(Set task) Show every line of the records below that contains the string "sandstone". Copy each such line in full.

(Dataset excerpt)
* START *

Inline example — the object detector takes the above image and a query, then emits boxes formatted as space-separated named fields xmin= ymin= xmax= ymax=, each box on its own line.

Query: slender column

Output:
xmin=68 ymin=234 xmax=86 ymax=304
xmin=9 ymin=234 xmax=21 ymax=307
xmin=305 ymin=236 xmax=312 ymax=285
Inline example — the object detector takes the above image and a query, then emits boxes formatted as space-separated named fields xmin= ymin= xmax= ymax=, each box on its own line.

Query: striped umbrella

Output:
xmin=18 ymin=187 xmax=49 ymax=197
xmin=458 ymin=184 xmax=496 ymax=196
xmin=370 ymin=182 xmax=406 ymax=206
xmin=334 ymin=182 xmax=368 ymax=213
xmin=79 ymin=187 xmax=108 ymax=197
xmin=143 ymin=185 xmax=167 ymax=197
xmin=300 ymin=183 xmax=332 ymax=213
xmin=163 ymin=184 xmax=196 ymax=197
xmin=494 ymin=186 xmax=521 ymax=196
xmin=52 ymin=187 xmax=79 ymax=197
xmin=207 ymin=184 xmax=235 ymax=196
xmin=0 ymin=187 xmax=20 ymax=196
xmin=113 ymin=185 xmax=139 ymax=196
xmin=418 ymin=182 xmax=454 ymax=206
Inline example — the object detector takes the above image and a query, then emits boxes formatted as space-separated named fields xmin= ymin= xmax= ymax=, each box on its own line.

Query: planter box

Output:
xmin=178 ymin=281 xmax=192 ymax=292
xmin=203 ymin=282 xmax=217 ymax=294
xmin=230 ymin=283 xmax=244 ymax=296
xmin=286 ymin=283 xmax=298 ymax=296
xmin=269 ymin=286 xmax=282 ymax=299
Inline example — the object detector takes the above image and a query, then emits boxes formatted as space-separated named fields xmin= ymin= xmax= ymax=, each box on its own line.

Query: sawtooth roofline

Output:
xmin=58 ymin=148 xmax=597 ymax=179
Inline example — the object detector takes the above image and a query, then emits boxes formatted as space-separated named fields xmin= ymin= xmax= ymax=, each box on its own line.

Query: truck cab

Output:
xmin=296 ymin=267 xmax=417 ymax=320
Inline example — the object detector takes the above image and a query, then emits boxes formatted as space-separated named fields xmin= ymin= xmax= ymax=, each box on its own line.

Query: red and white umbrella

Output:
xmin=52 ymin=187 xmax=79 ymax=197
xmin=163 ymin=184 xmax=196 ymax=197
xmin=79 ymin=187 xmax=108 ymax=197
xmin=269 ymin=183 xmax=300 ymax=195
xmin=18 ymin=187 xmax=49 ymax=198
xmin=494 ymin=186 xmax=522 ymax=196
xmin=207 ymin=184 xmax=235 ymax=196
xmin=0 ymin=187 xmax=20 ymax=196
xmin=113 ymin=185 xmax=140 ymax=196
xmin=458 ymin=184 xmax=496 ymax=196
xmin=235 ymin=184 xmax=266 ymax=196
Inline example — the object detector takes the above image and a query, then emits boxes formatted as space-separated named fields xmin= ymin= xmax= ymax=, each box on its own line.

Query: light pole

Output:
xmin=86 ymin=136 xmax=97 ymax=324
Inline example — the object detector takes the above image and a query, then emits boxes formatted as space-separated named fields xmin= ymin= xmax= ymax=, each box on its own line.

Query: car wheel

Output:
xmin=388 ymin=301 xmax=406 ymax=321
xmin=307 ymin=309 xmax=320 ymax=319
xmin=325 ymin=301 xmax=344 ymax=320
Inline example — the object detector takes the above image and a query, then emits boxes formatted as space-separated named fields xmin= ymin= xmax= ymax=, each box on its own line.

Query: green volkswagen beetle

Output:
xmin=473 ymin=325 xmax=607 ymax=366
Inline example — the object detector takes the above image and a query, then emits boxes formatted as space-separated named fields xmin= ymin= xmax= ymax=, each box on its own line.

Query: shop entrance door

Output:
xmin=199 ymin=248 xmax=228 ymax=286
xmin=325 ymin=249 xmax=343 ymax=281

* END *
* START *

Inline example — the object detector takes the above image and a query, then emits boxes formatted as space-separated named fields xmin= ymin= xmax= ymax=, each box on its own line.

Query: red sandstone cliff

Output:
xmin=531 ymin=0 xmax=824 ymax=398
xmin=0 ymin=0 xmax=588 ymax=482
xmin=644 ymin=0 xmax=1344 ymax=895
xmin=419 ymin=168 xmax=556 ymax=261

* END *
* START *

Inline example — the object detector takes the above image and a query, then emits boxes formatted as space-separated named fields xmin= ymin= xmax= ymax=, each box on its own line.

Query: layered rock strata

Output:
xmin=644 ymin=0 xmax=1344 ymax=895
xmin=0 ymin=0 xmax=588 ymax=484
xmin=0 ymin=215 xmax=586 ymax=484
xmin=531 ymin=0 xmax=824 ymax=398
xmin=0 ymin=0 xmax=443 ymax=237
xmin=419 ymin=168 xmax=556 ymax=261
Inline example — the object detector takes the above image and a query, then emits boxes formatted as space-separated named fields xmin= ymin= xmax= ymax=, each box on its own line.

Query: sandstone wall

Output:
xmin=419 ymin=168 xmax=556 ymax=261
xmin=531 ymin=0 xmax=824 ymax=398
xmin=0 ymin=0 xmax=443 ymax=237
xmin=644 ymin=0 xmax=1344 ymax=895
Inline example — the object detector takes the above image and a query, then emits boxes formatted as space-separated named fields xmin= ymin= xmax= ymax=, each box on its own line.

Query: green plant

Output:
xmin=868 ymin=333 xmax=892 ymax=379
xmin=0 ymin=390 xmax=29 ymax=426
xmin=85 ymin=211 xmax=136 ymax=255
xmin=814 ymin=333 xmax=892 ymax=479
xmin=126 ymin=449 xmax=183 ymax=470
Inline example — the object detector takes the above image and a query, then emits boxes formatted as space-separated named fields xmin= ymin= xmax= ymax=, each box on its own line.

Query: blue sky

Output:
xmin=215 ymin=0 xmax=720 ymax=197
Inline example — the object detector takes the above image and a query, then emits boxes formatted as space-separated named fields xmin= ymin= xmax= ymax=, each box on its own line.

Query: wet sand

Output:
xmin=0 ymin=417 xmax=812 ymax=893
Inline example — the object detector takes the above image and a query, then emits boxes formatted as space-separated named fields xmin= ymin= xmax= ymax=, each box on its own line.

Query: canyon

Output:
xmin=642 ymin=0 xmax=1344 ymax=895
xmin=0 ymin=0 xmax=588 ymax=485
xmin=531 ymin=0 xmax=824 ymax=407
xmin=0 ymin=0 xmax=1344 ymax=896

* END *

(Solution to this task)
Query: red sandstone cliff
Query: sandstone wall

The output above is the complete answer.